# Tarefa proposta 1
Organize em uma lista JSON de strings, uma para cada linha e sem as linhas em branco, o trecho das linhas que começa na linha que contém "--target green tree" e segue até o fim das linhas, com as duas extremidades incluídas. Deixe as imagens fora da resposta.
─── Texto selecionado ───
Não. É uma coisa puramente irracional. Os primeiros que escreveram sobre isso no Brasil há pelo menos 30 anos tinham poucos dados e chegaram a afirmar que a vítima principal era o negro e o pobre, fazendo supor que quem linchava era o rico. Não tem nada disso.

E o perfil do linchador?

Um linchamento ocorre com a massa. Então não há mínima condição de ver nada sobre o perfil. Na rua, alguém rouba uma velhinha. A multidão se enfurece e vai em cima. É rápido. Não dura mais que vinte minutos. É quem tá lá. Pode ser qualquer pessoa parecida com a gente. Consegui separar esse grupo [como no caso da velhinha] e outro que é linchamento comunitário. O perfil então é de famílias vizinhas. Mas não é tão comunitário assim. Ele é no modo como é feito, mas não quer dizer que as pessoas tenham identidade entre si.

Quem são as vítimas?

A imensa maioria é de homens. Mais ou menos 5% são de mulheres. Até porque, por exemplo, o estupro é um dos crimes que motivam linchamento. Ao mesmo tempo, há uma proporção alta de roubo, que também na maioria é praticado por homens. Há, no entanto, mais de 100 mulheres que foram vitimadas. Em geral porque estavam no lugar errado, na hora errada.

A vontade de linchar está ligada ao justiçamento?
─── Excertos das linhas ───
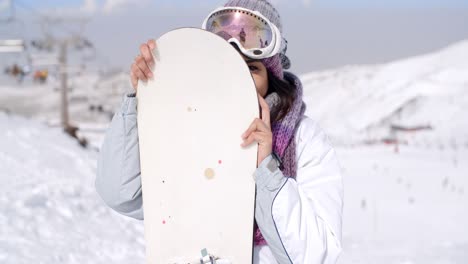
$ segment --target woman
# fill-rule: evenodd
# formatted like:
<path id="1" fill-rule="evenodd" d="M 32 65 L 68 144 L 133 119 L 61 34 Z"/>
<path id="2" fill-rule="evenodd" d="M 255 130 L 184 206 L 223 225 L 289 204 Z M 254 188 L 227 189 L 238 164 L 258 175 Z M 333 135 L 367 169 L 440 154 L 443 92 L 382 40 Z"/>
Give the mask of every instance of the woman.
<path id="1" fill-rule="evenodd" d="M 270 34 L 259 34 L 252 43 L 246 37 L 259 21 Z M 242 146 L 258 144 L 254 263 L 335 263 L 341 252 L 340 168 L 327 136 L 304 115 L 301 82 L 283 71 L 290 62 L 278 12 L 266 0 L 230 0 L 207 17 L 203 28 L 233 43 L 259 95 L 262 118 L 242 134 Z M 238 28 L 242 31 L 236 35 Z M 155 48 L 153 40 L 140 46 L 131 67 L 135 91 L 138 81 L 153 77 Z M 96 189 L 117 212 L 143 219 L 136 105 L 135 93 L 125 96 L 112 120 Z"/>

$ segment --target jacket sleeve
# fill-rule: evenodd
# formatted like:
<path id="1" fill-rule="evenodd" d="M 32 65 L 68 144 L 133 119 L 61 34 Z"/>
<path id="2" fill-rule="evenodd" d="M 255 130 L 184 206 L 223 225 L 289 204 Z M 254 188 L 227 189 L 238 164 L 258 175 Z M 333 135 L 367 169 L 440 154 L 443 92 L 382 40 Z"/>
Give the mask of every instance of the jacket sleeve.
<path id="1" fill-rule="evenodd" d="M 255 171 L 255 218 L 278 263 L 336 263 L 341 249 L 343 183 L 334 149 L 303 119 L 296 179 L 268 156 Z"/>
<path id="2" fill-rule="evenodd" d="M 115 211 L 143 220 L 137 98 L 125 95 L 101 147 L 95 187 Z"/>

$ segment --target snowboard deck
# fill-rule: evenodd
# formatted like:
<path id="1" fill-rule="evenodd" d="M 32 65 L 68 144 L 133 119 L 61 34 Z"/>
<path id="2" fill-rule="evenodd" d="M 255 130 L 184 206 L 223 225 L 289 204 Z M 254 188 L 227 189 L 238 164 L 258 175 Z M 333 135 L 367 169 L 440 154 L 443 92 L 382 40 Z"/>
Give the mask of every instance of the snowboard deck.
<path id="1" fill-rule="evenodd" d="M 156 43 L 154 80 L 137 93 L 147 263 L 251 263 L 257 147 L 240 146 L 259 117 L 250 71 L 202 29 Z"/>

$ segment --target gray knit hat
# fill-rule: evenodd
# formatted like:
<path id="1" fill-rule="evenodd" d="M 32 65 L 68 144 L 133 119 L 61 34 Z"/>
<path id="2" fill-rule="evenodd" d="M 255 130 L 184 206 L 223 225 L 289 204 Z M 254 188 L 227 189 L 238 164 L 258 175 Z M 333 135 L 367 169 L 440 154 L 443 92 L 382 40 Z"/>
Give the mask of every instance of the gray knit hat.
<path id="1" fill-rule="evenodd" d="M 237 6 L 258 11 L 268 18 L 271 23 L 275 24 L 275 26 L 280 30 L 281 35 L 283 35 L 281 17 L 276 8 L 267 0 L 229 0 L 224 6 Z M 285 38 L 283 38 L 283 42 L 287 43 Z M 265 67 L 280 79 L 284 79 L 283 69 L 289 69 L 291 67 L 291 61 L 286 56 L 287 46 L 284 45 L 284 47 L 285 48 L 279 54 L 262 60 Z"/>

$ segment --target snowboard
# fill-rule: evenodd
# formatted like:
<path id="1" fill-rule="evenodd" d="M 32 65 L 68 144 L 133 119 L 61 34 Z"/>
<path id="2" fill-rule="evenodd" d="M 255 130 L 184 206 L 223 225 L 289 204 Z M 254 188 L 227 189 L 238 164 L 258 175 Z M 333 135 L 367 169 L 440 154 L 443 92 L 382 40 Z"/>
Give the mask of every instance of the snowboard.
<path id="1" fill-rule="evenodd" d="M 156 40 L 138 85 L 146 262 L 251 263 L 259 117 L 255 83 L 223 38 L 180 28 Z"/>

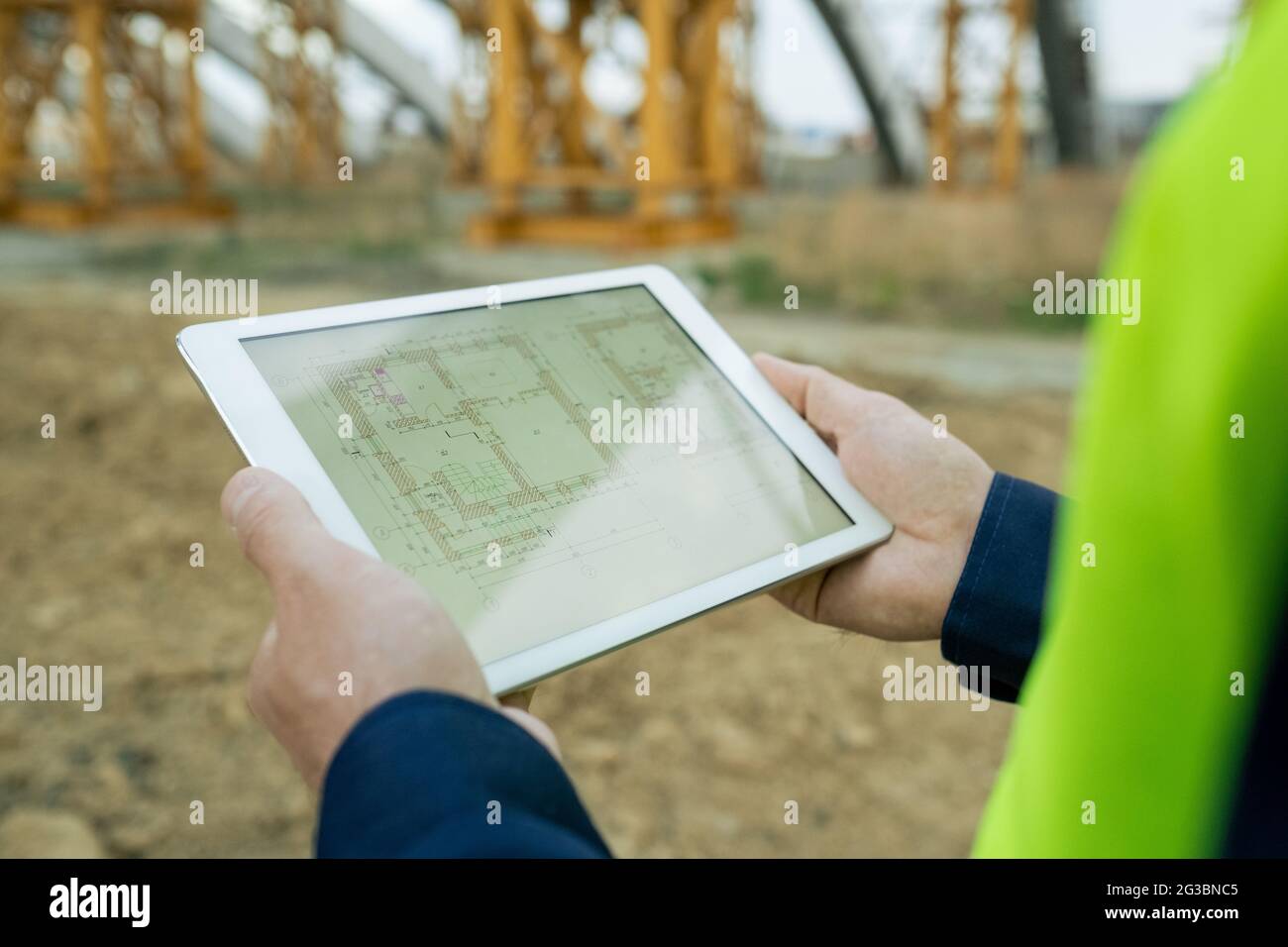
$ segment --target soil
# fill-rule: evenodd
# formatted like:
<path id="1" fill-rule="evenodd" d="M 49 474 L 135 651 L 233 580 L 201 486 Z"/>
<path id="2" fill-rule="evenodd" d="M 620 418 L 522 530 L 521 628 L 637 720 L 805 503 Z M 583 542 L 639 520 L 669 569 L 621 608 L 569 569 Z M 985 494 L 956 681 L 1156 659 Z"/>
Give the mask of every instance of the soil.
<path id="1" fill-rule="evenodd" d="M 241 456 L 175 352 L 184 322 L 148 309 L 151 280 L 183 260 L 149 255 L 169 237 L 131 240 L 102 258 L 90 238 L 0 234 L 0 662 L 103 665 L 106 689 L 99 713 L 0 706 L 0 856 L 308 856 L 316 800 L 245 701 L 270 600 L 219 519 Z M 214 253 L 222 237 L 184 240 Z M 617 262 L 292 259 L 263 311 Z M 716 316 L 748 349 L 944 414 L 994 466 L 1059 486 L 1077 335 L 809 305 L 726 303 Z M 533 711 L 621 856 L 962 856 L 1014 710 L 886 702 L 881 670 L 909 655 L 939 661 L 934 643 L 860 639 L 756 598 L 545 682 Z M 193 800 L 204 825 L 189 822 Z"/>

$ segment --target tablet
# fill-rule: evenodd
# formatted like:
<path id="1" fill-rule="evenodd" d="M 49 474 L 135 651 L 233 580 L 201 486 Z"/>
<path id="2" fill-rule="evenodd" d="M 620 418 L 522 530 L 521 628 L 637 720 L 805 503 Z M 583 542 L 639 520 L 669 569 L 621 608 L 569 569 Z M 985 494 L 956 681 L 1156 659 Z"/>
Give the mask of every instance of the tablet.
<path id="1" fill-rule="evenodd" d="M 207 322 L 178 345 L 246 460 L 421 582 L 498 694 L 890 535 L 661 267 Z"/>

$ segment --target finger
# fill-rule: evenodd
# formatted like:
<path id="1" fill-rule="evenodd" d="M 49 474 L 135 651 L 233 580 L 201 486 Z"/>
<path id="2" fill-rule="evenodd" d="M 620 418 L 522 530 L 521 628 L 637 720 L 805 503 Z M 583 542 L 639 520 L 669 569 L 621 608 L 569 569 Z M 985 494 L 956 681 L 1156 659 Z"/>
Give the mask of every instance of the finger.
<path id="1" fill-rule="evenodd" d="M 559 741 L 555 740 L 555 732 L 546 725 L 545 720 L 538 720 L 528 711 L 515 707 L 501 707 L 501 713 L 531 733 L 538 743 L 550 751 L 551 756 L 560 759 Z"/>
<path id="2" fill-rule="evenodd" d="M 752 359 L 796 414 L 828 441 L 835 443 L 837 434 L 854 423 L 863 393 L 858 385 L 817 365 L 800 365 L 764 352 Z"/>
<path id="3" fill-rule="evenodd" d="M 250 682 L 246 688 L 246 703 L 250 713 L 263 724 L 268 724 L 267 698 L 270 693 L 273 679 L 273 652 L 277 649 L 277 621 L 270 621 L 264 636 L 255 649 L 255 657 L 250 662 Z"/>
<path id="4" fill-rule="evenodd" d="M 516 710 L 527 710 L 532 706 L 532 698 L 536 696 L 537 688 L 529 687 L 523 691 L 515 691 L 514 693 L 507 693 L 500 700 L 502 707 L 515 707 Z"/>
<path id="5" fill-rule="evenodd" d="M 300 491 L 264 468 L 233 474 L 220 508 L 242 553 L 274 586 L 317 568 L 319 554 L 339 545 Z"/>

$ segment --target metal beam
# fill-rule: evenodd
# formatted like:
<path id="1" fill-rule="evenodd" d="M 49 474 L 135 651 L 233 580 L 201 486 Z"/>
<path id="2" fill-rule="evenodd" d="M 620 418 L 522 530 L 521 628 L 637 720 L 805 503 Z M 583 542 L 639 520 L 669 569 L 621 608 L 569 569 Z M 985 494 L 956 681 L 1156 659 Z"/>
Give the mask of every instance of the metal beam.
<path id="1" fill-rule="evenodd" d="M 814 6 L 867 102 L 890 178 L 907 184 L 925 182 L 929 178 L 929 149 L 917 102 L 886 64 L 860 4 L 855 0 L 814 0 Z"/>

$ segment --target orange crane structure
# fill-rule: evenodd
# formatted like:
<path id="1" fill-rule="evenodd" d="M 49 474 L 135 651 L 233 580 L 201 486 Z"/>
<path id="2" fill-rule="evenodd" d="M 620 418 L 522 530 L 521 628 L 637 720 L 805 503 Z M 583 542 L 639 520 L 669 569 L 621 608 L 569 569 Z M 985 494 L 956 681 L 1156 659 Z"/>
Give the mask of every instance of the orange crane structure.
<path id="1" fill-rule="evenodd" d="M 732 201 L 760 167 L 753 0 L 419 1 L 446 6 L 460 27 L 450 100 L 401 37 L 350 0 L 243 0 L 258 17 L 241 21 L 218 0 L 0 0 L 0 222 L 227 214 L 210 192 L 196 71 L 209 40 L 264 90 L 256 177 L 335 179 L 345 128 L 335 67 L 353 54 L 433 135 L 447 133 L 455 179 L 487 196 L 470 222 L 478 242 L 658 246 L 733 233 Z M 889 180 L 929 182 L 935 157 L 956 165 L 984 140 L 987 170 L 948 179 L 1016 183 L 1021 52 L 1034 5 L 1051 40 L 1043 55 L 1065 48 L 1066 0 L 942 0 L 942 95 L 930 104 L 889 67 L 866 0 L 813 5 L 867 102 Z M 999 80 L 985 117 L 967 120 L 963 36 L 985 15 L 1005 18 L 1009 40 L 1002 57 L 996 43 L 987 50 Z M 1065 110 L 1054 124 L 1073 140 L 1079 121 Z"/>

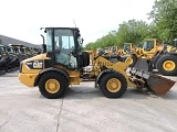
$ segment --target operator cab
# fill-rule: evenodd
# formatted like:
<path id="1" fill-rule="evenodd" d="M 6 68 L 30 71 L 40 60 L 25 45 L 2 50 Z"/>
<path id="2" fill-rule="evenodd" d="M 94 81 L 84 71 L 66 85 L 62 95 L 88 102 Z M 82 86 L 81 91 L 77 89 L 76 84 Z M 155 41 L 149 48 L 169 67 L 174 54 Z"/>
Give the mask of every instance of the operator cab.
<path id="1" fill-rule="evenodd" d="M 154 41 L 145 41 L 143 44 L 143 50 L 149 52 L 154 48 Z"/>
<path id="2" fill-rule="evenodd" d="M 80 69 L 88 65 L 90 55 L 82 52 L 83 40 L 77 28 L 45 28 L 45 33 L 46 56 L 51 57 L 52 67 Z"/>

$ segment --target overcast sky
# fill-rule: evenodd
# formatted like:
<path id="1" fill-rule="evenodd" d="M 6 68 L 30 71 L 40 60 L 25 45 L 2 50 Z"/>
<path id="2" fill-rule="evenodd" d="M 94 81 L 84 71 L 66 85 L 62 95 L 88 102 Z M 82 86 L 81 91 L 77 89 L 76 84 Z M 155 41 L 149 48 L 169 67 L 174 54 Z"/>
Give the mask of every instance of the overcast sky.
<path id="1" fill-rule="evenodd" d="M 41 26 L 80 28 L 94 42 L 132 19 L 147 21 L 155 0 L 0 0 L 0 34 L 41 44 Z"/>

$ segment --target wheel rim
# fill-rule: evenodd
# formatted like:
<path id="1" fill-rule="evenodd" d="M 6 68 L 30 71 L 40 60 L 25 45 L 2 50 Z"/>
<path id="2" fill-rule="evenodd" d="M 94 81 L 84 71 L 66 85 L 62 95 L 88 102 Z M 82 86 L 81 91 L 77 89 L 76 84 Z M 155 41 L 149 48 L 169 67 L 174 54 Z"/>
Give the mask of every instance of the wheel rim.
<path id="1" fill-rule="evenodd" d="M 164 69 L 165 70 L 168 70 L 168 72 L 170 72 L 170 70 L 174 70 L 175 69 L 175 63 L 173 62 L 173 61 L 166 61 L 166 62 L 164 62 L 164 64 L 163 64 L 163 67 L 164 67 Z"/>
<path id="2" fill-rule="evenodd" d="M 111 78 L 106 84 L 107 90 L 111 92 L 117 92 L 121 86 L 121 81 L 117 78 Z"/>
<path id="3" fill-rule="evenodd" d="M 132 59 L 132 57 L 131 57 L 131 58 L 128 58 L 128 64 L 129 64 L 129 65 L 132 65 L 132 64 L 133 64 L 133 62 L 134 62 L 134 61 Z"/>
<path id="4" fill-rule="evenodd" d="M 50 94 L 55 94 L 60 90 L 60 82 L 56 79 L 49 79 L 45 82 L 45 89 Z"/>

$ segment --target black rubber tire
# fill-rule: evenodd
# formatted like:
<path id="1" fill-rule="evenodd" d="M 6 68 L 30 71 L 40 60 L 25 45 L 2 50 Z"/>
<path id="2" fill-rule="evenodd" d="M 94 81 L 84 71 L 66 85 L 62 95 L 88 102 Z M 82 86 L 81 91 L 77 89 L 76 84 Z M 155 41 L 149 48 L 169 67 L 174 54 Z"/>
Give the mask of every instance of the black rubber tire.
<path id="1" fill-rule="evenodd" d="M 121 89 L 117 92 L 111 92 L 107 90 L 106 84 L 111 78 L 117 78 L 121 81 Z M 100 80 L 100 89 L 102 94 L 107 97 L 107 98 L 119 98 L 122 97 L 127 88 L 127 81 L 125 77 L 119 74 L 119 73 L 110 73 L 110 74 L 104 74 Z"/>
<path id="2" fill-rule="evenodd" d="M 129 65 L 129 67 L 134 67 L 135 64 L 137 63 L 137 57 L 135 55 L 131 55 L 131 56 L 132 56 L 133 63 Z"/>
<path id="3" fill-rule="evenodd" d="M 44 88 L 44 85 L 49 79 L 56 79 L 60 82 L 60 90 L 58 92 L 50 94 L 46 91 L 46 89 Z M 40 92 L 42 96 L 44 96 L 48 99 L 61 98 L 64 95 L 67 87 L 69 87 L 69 84 L 66 78 L 62 74 L 55 73 L 55 72 L 49 72 L 43 74 L 39 81 Z"/>
<path id="4" fill-rule="evenodd" d="M 90 65 L 90 54 L 87 52 L 83 52 L 82 56 L 83 56 L 83 67 L 88 66 Z"/>
<path id="5" fill-rule="evenodd" d="M 174 68 L 174 70 L 167 72 L 163 68 L 163 64 L 165 61 L 173 61 L 176 64 L 176 67 Z M 159 74 L 164 75 L 164 76 L 174 76 L 177 74 L 177 56 L 175 55 L 163 55 L 158 58 L 157 63 L 156 63 L 156 68 L 158 70 Z"/>

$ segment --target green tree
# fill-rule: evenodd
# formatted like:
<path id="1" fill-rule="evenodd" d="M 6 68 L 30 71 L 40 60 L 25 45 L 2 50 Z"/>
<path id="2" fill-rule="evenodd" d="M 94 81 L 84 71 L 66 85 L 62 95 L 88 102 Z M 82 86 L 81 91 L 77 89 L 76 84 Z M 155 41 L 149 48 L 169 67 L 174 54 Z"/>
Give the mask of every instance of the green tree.
<path id="1" fill-rule="evenodd" d="M 119 45 L 125 42 L 139 44 L 148 34 L 149 25 L 146 22 L 129 20 L 119 24 L 116 38 Z"/>
<path id="2" fill-rule="evenodd" d="M 159 38 L 171 43 L 177 37 L 177 0 L 156 0 L 149 19 Z"/>

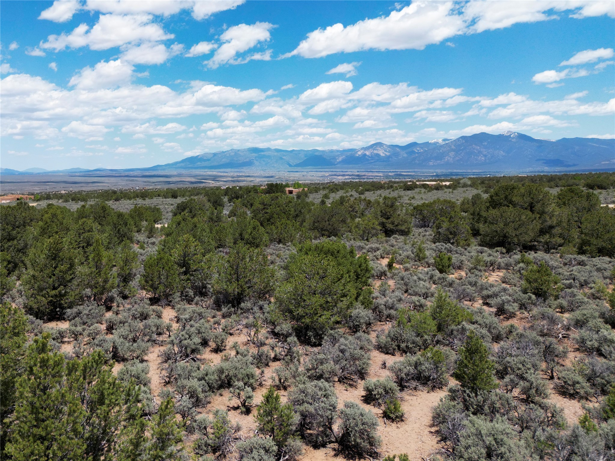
───
# Tarefa proposta 2
Indique se cada afirmação abaixo está de acordo com o texto sobre linchamentos. Responda "sim" ou "não" e cite as palavras decisivas do texto.
(a) Cerca de 5% das vítimas de linchamento são mulheres.
(b) Um linchamento costuma se prolongar por várias horas.
(c) O estupro figura entre os crimes que motivam linchamentos.

# Resposta 1
[
  "$ segment --target green tree",
  "# fill-rule: evenodd",
  "# formatted like:",
  "<path id=\"1\" fill-rule=\"evenodd\" d=\"M 6 68 L 30 71 L 40 60 L 25 45 L 2 50 Z\"/>",
  "<path id=\"2\" fill-rule=\"evenodd\" d=\"M 94 81 L 84 71 L 66 85 L 62 95 L 88 102 Z M 82 86 L 81 91 L 77 89 L 76 84 Z M 155 41 L 149 48 L 169 67 L 174 54 Z\"/>",
  "Give the mask of every instance of the green tree.",
  "<path id=\"1\" fill-rule=\"evenodd\" d=\"M 119 45 L 125 42 L 139 44 L 148 34 L 149 25 L 146 22 L 129 20 L 119 24 L 116 38 Z\"/>",
  "<path id=\"2\" fill-rule=\"evenodd\" d=\"M 159 38 L 171 43 L 177 37 L 177 0 L 156 0 L 149 19 Z\"/>"
]

# Resposta 2
(a) Sim: "Mais ou menos 5% são de mulheres."
(b) Não: "Não dura mais que vinte minutos."
(c) Sim: "o estupro é um dos crimes que motivam linchamento."